— par Janine Bailly —
C’est un samedi soir peu ordinaire sur la terre. À l’extérieur, le Carnaval se déploie. Dans la nuit foyalaise, la « Bet a fé » déroule ses anneaux, et ses luminescences font surgir de l’obscurité les lisières de la Savane. Il nous faut donc louvoyer, un œil sur les groupes chamarrés qui se déchaînent au rythme endiablé des percussions, l’autre sur les aiguilles de la montre, pour être sûrs de rejoindre à temps la scène de Tropiques-Atrium. Car là, à l’intérieur nous attendent d’autres lumières, d’autres chants, d’autres danses, et les mots de ces femmes-feu, femmes-filles, femmes-volcans qui laissent couler une parole libérée, brûlante de sincérité et d’énergie vitale.

# Travail demandé:
Selon le texte donné, quelle scène faut-il rejoindre à temps ? Répondez en quelques mots, s'il vous plaît.

# Informations affichées:
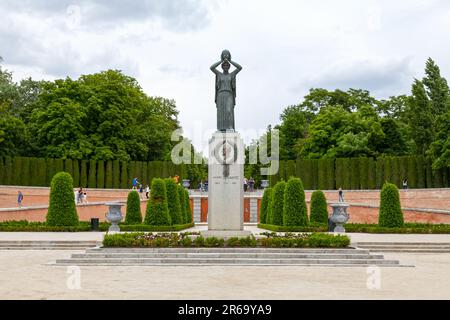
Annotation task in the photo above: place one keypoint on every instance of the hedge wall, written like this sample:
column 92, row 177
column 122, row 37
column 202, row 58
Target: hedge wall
column 325, row 174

# Résultat obtenu:
La scène de Tropiques-Atrium.